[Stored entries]
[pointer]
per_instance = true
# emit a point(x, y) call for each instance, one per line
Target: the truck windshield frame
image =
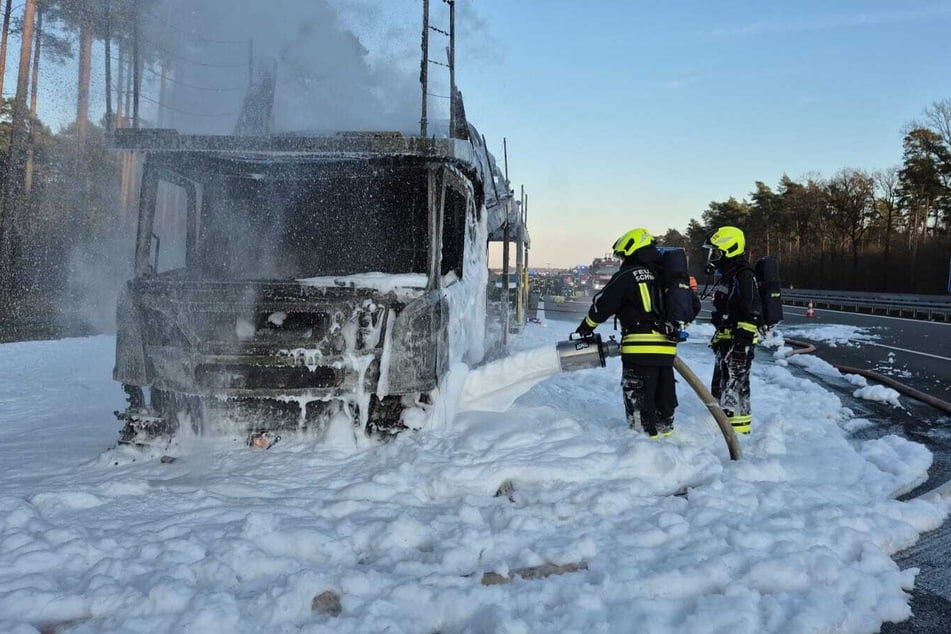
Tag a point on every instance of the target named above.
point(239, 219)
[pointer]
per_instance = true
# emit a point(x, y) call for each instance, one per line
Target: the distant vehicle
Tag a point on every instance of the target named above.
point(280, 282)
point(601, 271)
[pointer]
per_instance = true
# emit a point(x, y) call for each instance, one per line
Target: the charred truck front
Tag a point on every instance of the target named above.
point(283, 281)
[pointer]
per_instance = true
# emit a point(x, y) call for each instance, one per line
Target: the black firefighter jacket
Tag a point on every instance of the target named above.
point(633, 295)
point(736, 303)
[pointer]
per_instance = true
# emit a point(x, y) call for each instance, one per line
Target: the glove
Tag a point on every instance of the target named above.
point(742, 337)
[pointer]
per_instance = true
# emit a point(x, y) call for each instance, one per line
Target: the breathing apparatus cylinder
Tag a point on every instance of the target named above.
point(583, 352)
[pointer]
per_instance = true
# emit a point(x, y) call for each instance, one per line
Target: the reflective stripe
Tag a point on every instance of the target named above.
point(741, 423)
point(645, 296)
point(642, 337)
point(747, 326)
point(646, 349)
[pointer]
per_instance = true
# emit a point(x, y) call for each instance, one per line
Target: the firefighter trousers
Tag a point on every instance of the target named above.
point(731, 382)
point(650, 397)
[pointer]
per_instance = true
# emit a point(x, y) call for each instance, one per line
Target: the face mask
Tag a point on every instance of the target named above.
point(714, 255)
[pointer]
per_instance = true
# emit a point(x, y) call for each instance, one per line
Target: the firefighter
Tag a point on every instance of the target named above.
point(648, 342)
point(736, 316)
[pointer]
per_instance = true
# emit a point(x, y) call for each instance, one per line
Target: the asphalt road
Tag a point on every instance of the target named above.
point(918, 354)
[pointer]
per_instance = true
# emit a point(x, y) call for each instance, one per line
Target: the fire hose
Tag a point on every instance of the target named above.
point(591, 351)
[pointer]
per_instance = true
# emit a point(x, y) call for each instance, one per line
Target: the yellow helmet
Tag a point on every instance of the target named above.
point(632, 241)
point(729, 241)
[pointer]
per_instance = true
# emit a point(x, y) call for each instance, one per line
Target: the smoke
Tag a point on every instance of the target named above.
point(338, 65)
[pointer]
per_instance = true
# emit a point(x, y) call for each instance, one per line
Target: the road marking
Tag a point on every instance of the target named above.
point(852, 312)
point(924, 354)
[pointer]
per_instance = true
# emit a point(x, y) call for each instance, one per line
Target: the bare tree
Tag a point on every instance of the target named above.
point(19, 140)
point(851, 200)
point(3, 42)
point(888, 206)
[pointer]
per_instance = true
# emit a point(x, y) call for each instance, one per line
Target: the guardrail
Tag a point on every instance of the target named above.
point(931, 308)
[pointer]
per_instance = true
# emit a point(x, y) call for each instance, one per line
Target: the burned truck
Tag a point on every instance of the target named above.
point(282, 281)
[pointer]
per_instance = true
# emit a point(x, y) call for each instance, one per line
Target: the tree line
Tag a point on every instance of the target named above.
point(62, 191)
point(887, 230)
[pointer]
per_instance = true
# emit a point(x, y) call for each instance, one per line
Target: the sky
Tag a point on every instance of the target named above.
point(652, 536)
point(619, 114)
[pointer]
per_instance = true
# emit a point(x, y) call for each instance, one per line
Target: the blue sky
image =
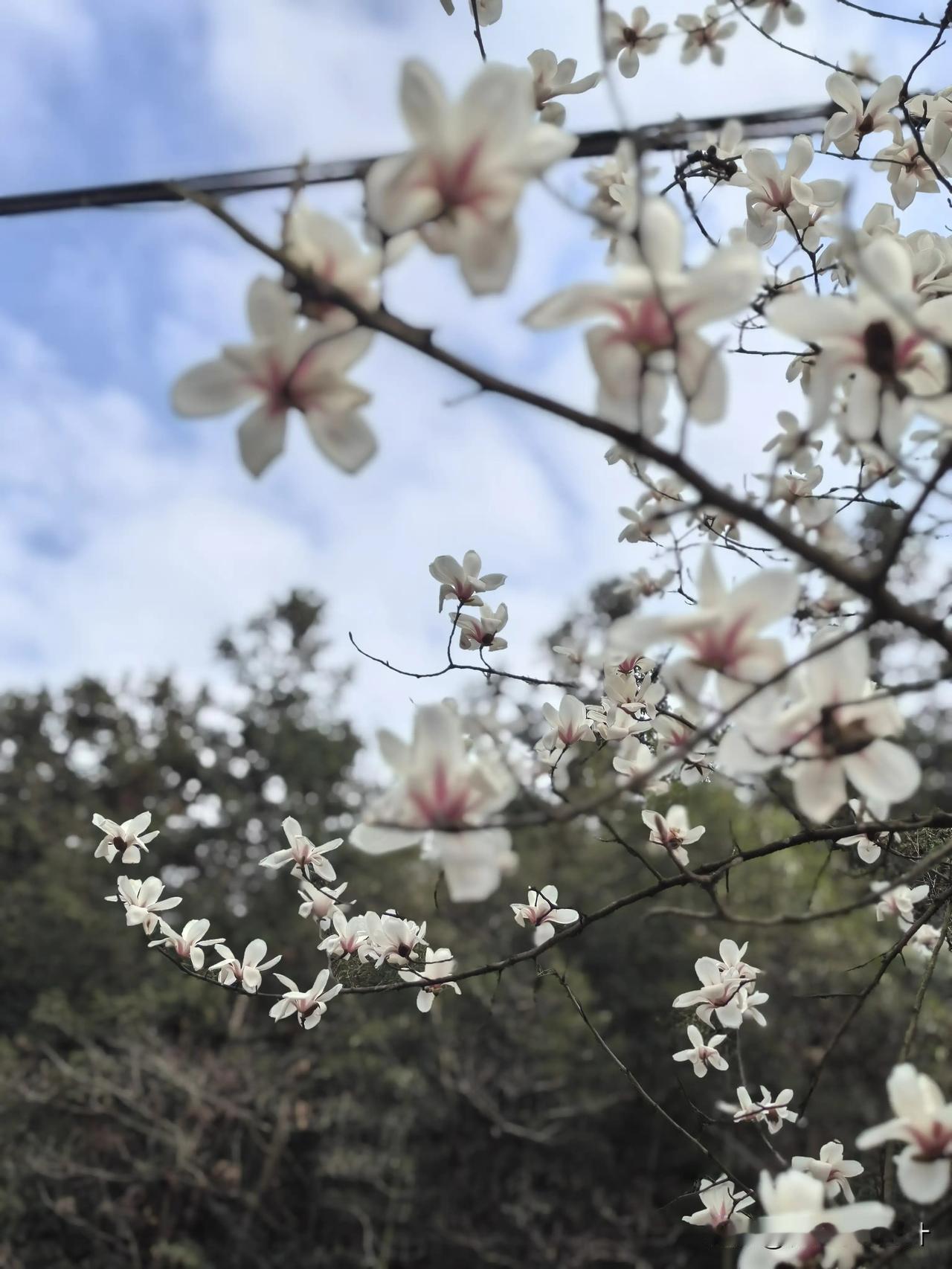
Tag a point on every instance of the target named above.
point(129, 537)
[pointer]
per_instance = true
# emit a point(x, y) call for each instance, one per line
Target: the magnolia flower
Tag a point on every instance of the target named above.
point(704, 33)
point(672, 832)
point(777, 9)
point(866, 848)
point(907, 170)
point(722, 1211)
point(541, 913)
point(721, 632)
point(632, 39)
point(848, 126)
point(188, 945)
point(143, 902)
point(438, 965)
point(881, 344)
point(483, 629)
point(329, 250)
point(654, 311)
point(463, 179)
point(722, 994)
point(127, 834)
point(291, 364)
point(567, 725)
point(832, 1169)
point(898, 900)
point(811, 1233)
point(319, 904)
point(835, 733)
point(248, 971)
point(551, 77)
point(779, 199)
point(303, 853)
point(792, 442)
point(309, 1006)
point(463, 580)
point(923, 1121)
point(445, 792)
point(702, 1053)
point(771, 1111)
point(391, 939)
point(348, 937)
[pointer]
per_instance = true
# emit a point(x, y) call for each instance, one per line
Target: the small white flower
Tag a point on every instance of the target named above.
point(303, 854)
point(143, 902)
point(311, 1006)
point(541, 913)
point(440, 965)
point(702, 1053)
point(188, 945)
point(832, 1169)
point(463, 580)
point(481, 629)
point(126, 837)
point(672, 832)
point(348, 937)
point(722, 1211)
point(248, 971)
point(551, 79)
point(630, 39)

* **What to do**
Reproduce the entries, requests included, from the first line through the line containing "point(714, 255)". Multiply each point coordinate in the answers by 0.8, round to the nearest whole number with halves going up, and omit the pictures.

* **The output**
[pointer]
per_instance = true
# emit a point(x, y) call for each instance, one per line
Target: the truck windshield frame
image =
Tag a point on every instance of the target named above.
point(191, 175)
[pointer]
per_instance = true
# emit a point(x, y) call for each instance, one per line
Target: the distant vehicle
Tag a point on every instance of the target named above.
point(224, 226)
point(481, 217)
[pointer]
per_instance = true
# emit a point(x, y) call for each instance, one per line
Target: the charred truck front
Tag a point on every instance of the target named above.
point(226, 225)
[pointer]
per_instance = true
# emit a point(x, y) call for each instance, one per line
Target: the black firefighter jacket
Tag a point on every instance of the target named above.
point(506, 236)
point(589, 242)
[pointer]
per_instance = true
# emit a point(x, y) call for each instance, one per line
Target: the glove
Tag a point on every instance of the target named above.
point(594, 270)
[pointer]
per_instance = true
# emit a point(x, y) call for each instance, one per line
Target: the breathing apparatus cylinder
Tag a point on every instance of the target named above.
point(466, 282)
[pointer]
per_instance = true
# emit a point(x, y) call for each instance, one per line
Target: the reflective stripe
Tag a point on every instance of the target named above.
point(593, 338)
point(516, 237)
point(514, 270)
point(598, 261)
point(517, 279)
[pointer]
per_instance = true
# emit a point(x, y) call for each instance, one per line
Target: the firefighter trousers
Tag a point on every instance of the target named above.
point(585, 306)
point(520, 318)
[pointer]
per_instance = true
# emit a point(x, y) call for each instance, one per line
Target: the face mask
Tag a point on every instance of the target named above.
point(571, 204)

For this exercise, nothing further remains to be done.